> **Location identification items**
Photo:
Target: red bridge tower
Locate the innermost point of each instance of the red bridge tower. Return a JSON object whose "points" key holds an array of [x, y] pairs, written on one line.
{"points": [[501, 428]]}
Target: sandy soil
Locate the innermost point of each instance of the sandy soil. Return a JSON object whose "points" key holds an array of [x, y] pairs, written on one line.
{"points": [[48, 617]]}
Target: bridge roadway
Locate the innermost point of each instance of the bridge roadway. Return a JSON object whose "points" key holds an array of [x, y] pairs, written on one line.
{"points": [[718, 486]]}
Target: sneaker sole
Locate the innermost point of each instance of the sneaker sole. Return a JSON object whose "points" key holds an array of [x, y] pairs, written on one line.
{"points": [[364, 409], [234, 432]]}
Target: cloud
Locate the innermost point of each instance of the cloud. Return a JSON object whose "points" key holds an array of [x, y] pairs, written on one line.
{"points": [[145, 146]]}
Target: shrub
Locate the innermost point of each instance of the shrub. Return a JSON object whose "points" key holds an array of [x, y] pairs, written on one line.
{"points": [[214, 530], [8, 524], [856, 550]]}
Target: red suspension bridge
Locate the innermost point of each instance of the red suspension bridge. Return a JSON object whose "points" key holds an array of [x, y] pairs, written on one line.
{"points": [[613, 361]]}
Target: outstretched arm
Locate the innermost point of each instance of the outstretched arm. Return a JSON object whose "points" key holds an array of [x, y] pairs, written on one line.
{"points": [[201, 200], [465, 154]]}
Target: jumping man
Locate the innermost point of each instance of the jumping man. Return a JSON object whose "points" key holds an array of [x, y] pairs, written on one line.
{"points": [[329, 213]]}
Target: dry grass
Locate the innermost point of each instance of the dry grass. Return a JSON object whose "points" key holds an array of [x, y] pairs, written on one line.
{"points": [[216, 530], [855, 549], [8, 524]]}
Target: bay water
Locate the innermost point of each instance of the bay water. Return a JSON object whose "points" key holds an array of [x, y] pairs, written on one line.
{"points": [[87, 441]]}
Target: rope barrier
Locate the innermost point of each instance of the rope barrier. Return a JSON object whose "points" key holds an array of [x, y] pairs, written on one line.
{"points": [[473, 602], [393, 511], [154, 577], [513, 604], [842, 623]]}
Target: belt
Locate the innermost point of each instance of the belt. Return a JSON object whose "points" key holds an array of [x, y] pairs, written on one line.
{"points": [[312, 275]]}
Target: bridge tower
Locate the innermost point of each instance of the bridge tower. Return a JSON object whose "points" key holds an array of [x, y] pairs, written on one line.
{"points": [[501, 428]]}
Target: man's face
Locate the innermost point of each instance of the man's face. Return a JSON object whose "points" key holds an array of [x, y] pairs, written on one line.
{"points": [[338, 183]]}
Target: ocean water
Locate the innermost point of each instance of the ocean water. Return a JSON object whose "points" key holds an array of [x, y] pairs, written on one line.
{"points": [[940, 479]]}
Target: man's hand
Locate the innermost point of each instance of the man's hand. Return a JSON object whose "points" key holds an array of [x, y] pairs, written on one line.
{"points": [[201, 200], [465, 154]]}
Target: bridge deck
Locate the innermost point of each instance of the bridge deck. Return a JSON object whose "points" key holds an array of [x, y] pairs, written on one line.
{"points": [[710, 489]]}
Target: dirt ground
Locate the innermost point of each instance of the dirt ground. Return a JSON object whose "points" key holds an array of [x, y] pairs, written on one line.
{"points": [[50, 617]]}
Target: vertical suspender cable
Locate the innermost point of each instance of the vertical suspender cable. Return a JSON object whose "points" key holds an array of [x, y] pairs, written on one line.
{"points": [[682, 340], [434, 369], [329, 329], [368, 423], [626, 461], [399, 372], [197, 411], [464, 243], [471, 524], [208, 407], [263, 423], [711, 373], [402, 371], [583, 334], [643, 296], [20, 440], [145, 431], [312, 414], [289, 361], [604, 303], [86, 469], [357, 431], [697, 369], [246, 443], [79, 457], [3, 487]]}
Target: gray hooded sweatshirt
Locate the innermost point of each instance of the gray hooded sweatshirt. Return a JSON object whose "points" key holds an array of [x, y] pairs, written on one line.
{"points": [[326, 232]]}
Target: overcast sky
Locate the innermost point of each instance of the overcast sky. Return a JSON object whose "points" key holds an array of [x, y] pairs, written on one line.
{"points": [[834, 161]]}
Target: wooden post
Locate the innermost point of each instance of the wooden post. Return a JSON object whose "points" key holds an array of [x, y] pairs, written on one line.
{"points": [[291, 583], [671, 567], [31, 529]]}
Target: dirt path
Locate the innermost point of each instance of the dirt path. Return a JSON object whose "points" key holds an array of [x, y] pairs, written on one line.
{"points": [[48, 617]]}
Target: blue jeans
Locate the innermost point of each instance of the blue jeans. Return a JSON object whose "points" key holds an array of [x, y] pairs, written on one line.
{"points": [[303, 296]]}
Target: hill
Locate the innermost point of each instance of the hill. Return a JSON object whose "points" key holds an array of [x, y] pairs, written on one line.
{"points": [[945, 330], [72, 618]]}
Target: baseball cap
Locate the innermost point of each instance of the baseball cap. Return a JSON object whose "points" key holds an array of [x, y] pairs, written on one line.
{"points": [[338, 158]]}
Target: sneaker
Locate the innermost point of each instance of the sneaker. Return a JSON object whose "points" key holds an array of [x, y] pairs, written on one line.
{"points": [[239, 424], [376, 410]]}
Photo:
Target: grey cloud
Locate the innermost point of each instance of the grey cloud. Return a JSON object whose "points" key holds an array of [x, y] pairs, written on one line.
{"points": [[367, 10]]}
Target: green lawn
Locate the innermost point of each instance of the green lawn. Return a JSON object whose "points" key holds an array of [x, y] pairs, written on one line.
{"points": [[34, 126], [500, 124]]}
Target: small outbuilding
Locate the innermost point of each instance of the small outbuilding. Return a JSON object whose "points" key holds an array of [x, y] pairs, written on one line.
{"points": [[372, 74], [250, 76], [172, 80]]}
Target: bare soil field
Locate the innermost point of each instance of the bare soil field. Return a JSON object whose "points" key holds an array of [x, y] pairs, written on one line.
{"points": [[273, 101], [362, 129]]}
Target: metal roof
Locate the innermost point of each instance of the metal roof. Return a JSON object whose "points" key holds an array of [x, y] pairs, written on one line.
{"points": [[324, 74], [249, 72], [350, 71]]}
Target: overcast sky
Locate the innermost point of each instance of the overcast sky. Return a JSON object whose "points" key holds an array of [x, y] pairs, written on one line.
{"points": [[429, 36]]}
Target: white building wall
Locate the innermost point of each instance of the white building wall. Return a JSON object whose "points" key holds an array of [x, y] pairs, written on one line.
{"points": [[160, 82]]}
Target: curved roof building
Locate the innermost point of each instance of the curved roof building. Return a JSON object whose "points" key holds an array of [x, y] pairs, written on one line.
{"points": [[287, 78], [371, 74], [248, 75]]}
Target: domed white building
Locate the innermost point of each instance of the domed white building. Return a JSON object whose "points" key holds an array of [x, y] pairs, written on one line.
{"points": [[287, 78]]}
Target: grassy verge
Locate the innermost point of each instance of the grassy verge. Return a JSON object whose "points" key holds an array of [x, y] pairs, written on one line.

> **GIVEN TASK**
Express every line of the records above as a JSON list of strings, one string per line, omitting blank lines.

> **SOLUTION BELOW**
[
  "Photo:",
  "Target: red bridge tower",
  "Locate the innermost point of each instance of the red bridge tower. Return a JSON object whose \"points\" key holds an array of [x, y] pairs, written on one line.",
  "{\"points\": [[501, 428]]}",
  "Target: sandy soil",
  "Locate the innermost point of each instance of the sandy soil. Return a JSON object whose \"points\" key holds an array of [x, y] pairs, written on one line.",
  "{\"points\": [[48, 617]]}",
  "Target: bridge roadway",
  "Locate the innermost point of each instance of the bridge roadway. Return a JSON object whose \"points\" key holds an array of [x, y] pairs, written on one line.",
  "{\"points\": [[718, 486]]}",
  "Target: sneaker sole",
  "Locate the innermost point of each instance of the sneaker sole. Return a JSON object whose \"points\" key holds an array of [x, y] pairs, written on one line.",
  "{\"points\": [[364, 409], [234, 432]]}",
  "Target: cloud",
  "Locate the innermost point of each instance of the cloud. Return a JSON object whose \"points\" key holds an array of [x, y] pairs, written on one line.",
  "{\"points\": [[145, 146]]}",
  "Target: shrub",
  "Locate the innermost point of each instance of the shrub. Return a JSON object whose \"points\" key holds an array of [x, y] pairs, written on one line.",
  "{\"points\": [[214, 530], [8, 524], [856, 550]]}",
  "Target: red suspension bridge",
  "Locate the innermost point of each instance of the red suspension bridge. Return a JSON object whose \"points\" key holds an array of [x, y] pairs, written on one line.",
  "{\"points\": [[613, 361]]}",
  "Target: outstretched arm",
  "Locate the innermost point of each instance of the outstretched arm. Return a JSON object whose \"points\" key holds an array of [x, y] pairs, written on one line.",
  "{\"points\": [[201, 200], [465, 154]]}",
  "Target: jumping man",
  "Locate the innermost point of each instance of the jumping man. Return a JSON object whose \"points\" key holds an array of [x, y] pairs, written on one line.",
  "{\"points\": [[329, 213]]}",
  "Target: dry grass",
  "Locate the innermost point of each instance of the dry grass. Return a JSON object whose \"points\" key holds an array of [x, y] pairs, written on one line.",
  "{\"points\": [[216, 530], [855, 549], [8, 524]]}",
  "Target: bay water",
  "Locate the innermost point of each instance of the bay water. Return a JSON object whose \"points\" key holds an array of [x, y] pairs, written on one line.",
  "{\"points\": [[87, 441]]}",
  "Target: rope barrier",
  "Locate the innermost point of each instance of the rope barrier. Return a JSON object whose \"points\" key holds an array of [x, y] pairs, written on one line.",
  "{\"points\": [[473, 602], [393, 511], [154, 577], [513, 604], [842, 623]]}",
  "Target: belt",
  "Locate the innermost point of each instance of the belt. Return a JSON object whose \"points\" key holds an array of [x, y] pairs, written on one line.",
  "{\"points\": [[312, 275]]}",
  "Target: bridge tower",
  "Locate the innermost point of each instance of the bridge tower. Return a JSON object whose \"points\" key holds an array of [x, y] pairs, written on one line.",
  "{\"points\": [[501, 428]]}",
  "Target: man's face",
  "Locate the innermost point of each instance of the man's face. Return a JSON object whose \"points\" key holds an array of [x, y] pairs, written on one line.",
  "{\"points\": [[338, 183]]}",
  "Target: ocean water",
  "Locate the innermost point of each instance of the ocean water. Return a JSON object whose \"points\" key holds an array of [x, y] pairs, written on one line.",
  "{\"points\": [[940, 479]]}",
  "Target: man's hand",
  "Locate the innermost point of each instance of the man's hand. Return a JSON object whose \"points\" key holds an array of [x, y] pairs, written on one line.",
  "{\"points\": [[201, 200], [465, 154]]}",
  "Target: bridge deck",
  "Locate the innermost point of each instance of the bridge deck. Return a JSON object whose \"points\" key holds an array of [x, y] pairs, written on one line.",
  "{\"points\": [[710, 489]]}",
  "Target: dirt ground",
  "Locate the innermost point of each instance of the dirt ground. Return a JSON object whose \"points\" key holds an array of [x, y] pairs, written on one line.",
  "{\"points\": [[50, 617]]}",
  "Target: vertical suspender cable",
  "Locate the innermost point of each instance of the vertical suspender cable. Return a JSON object whose \"points\" key holds an array of [x, y] pairs, written on one line.",
  "{\"points\": [[682, 340], [434, 369], [329, 329], [368, 423], [626, 461], [399, 372], [197, 411], [464, 243], [471, 524], [208, 407], [263, 423], [711, 373], [402, 371], [583, 334], [643, 296], [20, 440], [145, 431], [312, 414], [289, 361], [604, 303], [86, 469], [357, 431], [697, 369], [246, 443], [79, 457], [3, 487]]}",
  "Target: gray hooded sweatshirt",
  "Locate the innermost point of each instance of the gray hooded sweatshirt. Return a JSON object whose \"points\" key holds an array of [x, y] pairs, written on one line.",
  "{\"points\": [[326, 232]]}",
  "Target: overcast sky",
  "Locate the innermost point of each instance of the overcast sky. Return a JSON object whose \"points\" key holds an array of [x, y] pairs, written on one line.",
  "{\"points\": [[834, 161]]}",
  "Target: wooden post",
  "Locate the innermost point of each instance of the wooden post. Return a JSON object whose \"points\" key holds an array of [x, y] pairs, written on one line.",
  "{\"points\": [[291, 583], [671, 567], [31, 529]]}",
  "Target: dirt path",
  "Locate the innermost point of each instance of the dirt path. Return a JSON object whose \"points\" key holds an array of [x, y] pairs, written on one line.",
  "{\"points\": [[48, 617]]}",
  "Target: blue jeans",
  "Locate the innermost point of each instance of the blue jeans. Return a JSON object whose \"points\" key holds an array of [x, y] pairs, written on one line.",
  "{\"points\": [[303, 296]]}",
  "Target: hill",
  "Locate the innermost point of each instance of the hill. Return a JSON object whose \"points\" key holds an array of [x, y] pairs, written on one line.",
  "{\"points\": [[945, 330], [72, 618]]}",
  "Target: baseball cap",
  "Locate the innermost point of each instance of the baseball cap. Return a JSON object whose \"points\" key holds an array of [x, y] pairs, written on one line.",
  "{\"points\": [[338, 158]]}",
  "Target: sneaker",
  "Locate the innermost point of each instance of the sneaker. Return a JSON object whose \"points\" key holds an array of [x, y] pairs, written on one line.",
  "{\"points\": [[239, 424], [376, 410]]}",
  "Photo:",
  "Target: grey cloud",
  "Locate the innermost point of each instance of the grey cloud. Return a JSON object whose \"points\" key holds an array of [x, y] pairs, written on one line.",
  "{\"points\": [[367, 10]]}",
  "Target: green lawn",
  "Locate the innermost point of each instance of the green lawn. Return a JSON object whose \"points\" key holds an array of [x, y] pairs, written on one line.",
  "{\"points\": [[34, 126], [500, 124]]}",
  "Target: small outbuilding",
  "Locate the innermost point of each instance of the small outbuilding. Return a JSON object whose \"points\" key holds an array of [x, y] pairs, written on one line.",
  "{\"points\": [[372, 74], [250, 76], [172, 80]]}",
  "Target: bare soil field",
  "Locate the innermost point of each instance of the bare soil field. Return a JSON object whose \"points\" key holds an array of [x, y] pairs, written on one line.",
  "{\"points\": [[273, 101], [362, 129]]}",
  "Target: metal roof",
  "Locate the innermost point of each instance of the metal roof. Return a JSON object whose \"points\" key holds an array of [x, y] pairs, written on one line.",
  "{\"points\": [[324, 74], [249, 72], [350, 71]]}",
  "Target: overcast sky",
  "Locate the innermost point of each instance of the overcast sky. Return a JSON object whose \"points\" key holds an array of [x, y] pairs, written on one line.",
  "{\"points\": [[429, 36]]}",
  "Target: white building wall",
  "Locate the innermost point of each instance of the white building wall. Return a JSON object whose \"points\" key holds an array of [x, y] pairs, written on one line.",
  "{\"points\": [[160, 82]]}",
  "Target: curved roof building",
  "Locate the innermost point of each instance of the curved roof building. Return a JSON object whose \"points\" key holds an array of [x, y] pairs, written on one line.",
  "{\"points\": [[287, 78], [371, 74], [248, 75]]}",
  "Target: domed white building",
  "Locate the innermost point of each instance of the domed white building. Return a JSON object whose \"points\" key holds an array of [x, y] pairs, written on one line.",
  "{\"points\": [[287, 78]]}",
  "Target: grassy verge",
  "Locate the innermost point of each instance of the grassy verge. Return a JSON object whose \"points\" key holds an array of [x, y] pairs, written on one line."
]